**Tâches à réaliser:**
1 – Les affirmations suivantes concordent-elles avec le texte d'étude ? Pour chacune, répondez par oui ou par non et citez à l'identique les mots du texte qui tranchent. (a) Le Congrès bloque le financement fédéral de la recherche sur les armes à feu depuis 1996. (b) Les agences fédérales financent autant d'études sur les blessures par balles que sur les opioïdes. (c) Les financements obtenus grâce aux efforts de Barack Obama ont été reconduits.
2 – D'après le texte d'étude, quelle est la profession de Jeremy Samuel Faust ?

Après la fusillade qui a fait 59 morts le 2 octobre à Las Vegas, des centaines de blessés ont afflué dans les hôpitaux de la ville, et face à ce nombre inhabituel de victimes touchées par balles, le personnel médical a dû improviser.
Dans Slate.com, le médecin urgentiste Jeremy Samuel Faust explique que les hôpitaux américains manquent de données fiables sur la gestion des fusillades de masse et des blessures par balles. Les raisons de ces lacunes sont entièrement politiques: depuis 1996, la NRA (National Rifle Association) –le lobby des armes– a réussi à faire en sorte que le Congrès bloque le financement fédéral de la recherche sur les armes à feu. Les grandes agences fédérales de santé n'ont donc presque plus de budget alloué pour ce domaine.
«La recherche épidémiologique sur qui, pourquoi et comment les gens meurent à cause des blessures par balle a presque disparu en Amérique», écrit Faust.
Les agences fédérales financent par exemple des centaines d'études sur les opioïdes, mais seulement une douzaine sur les blessures par balles. Si ces quelques études existent, c'est grâce aux efforts récents de Barack Obama, mais les financements n'ont pas été reconduits.
Des fonds privés mobilisés
Dans cette situation, les urgentistes partagent leurs expériences des fusillades de masse de façon anecdotique lors de conférences, au lieu d'avoir accès à des études qui pourraient indiquer les bonnes pratiques préférables en cas de crise.
«Notre incapacité à avoir une conversation raisonnable sur les armes à feu dans ce pays a freiné notre capacité, en tant que professionnels médicaux, à être bien préparés à sauver des vies pendant les fusillades de masse», écrit Faust.

**Données de l'exercice:**
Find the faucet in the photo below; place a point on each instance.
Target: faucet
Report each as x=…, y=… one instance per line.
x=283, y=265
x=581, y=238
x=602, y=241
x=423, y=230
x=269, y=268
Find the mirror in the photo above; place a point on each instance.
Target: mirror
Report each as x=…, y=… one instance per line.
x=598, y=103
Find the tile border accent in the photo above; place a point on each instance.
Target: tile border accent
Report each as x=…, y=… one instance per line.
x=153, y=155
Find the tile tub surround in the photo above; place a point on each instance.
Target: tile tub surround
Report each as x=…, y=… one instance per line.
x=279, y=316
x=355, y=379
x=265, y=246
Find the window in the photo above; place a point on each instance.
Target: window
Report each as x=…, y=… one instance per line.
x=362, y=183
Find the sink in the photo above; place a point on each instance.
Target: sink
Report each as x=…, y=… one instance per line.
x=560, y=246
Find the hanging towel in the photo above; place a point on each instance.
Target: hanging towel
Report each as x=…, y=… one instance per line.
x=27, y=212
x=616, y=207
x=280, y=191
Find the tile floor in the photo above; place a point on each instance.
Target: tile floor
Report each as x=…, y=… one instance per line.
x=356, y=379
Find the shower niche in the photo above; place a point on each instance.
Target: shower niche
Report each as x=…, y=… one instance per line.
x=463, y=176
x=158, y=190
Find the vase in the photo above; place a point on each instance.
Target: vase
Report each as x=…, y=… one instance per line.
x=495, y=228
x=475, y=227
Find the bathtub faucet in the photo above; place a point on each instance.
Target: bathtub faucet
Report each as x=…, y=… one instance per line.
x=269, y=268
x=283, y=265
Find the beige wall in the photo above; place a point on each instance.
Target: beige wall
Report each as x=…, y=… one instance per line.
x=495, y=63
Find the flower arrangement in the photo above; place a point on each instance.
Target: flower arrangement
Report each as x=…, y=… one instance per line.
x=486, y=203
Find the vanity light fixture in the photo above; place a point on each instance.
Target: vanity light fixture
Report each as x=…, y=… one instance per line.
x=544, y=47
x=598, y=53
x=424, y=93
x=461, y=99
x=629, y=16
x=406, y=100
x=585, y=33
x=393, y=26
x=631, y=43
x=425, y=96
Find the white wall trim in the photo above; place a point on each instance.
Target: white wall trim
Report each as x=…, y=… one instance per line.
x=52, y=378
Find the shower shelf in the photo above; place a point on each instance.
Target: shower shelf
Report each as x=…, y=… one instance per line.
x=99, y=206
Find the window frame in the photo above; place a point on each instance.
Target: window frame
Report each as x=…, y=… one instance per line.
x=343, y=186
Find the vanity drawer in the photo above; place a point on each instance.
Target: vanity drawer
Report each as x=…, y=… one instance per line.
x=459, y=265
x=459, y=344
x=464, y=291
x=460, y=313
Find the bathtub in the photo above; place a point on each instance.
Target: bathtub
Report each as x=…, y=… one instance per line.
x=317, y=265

**Réponses dans l'ordre:**
1 –
(a) Oui : « depuis 1996, la NRA (National Rifle Association) –le lobby des armes– a réussi à faire en sorte que le Congrès bloque le financement fédéral de la recherche sur les armes à feu ».
(b) Non : « des centaines d'études sur les opioïdes, mais seulement une douzaine sur les blessures par balles ».
(c) Non : « mais les financements n'ont pas été reconduits ».

2 – Il est médecin urgentiste.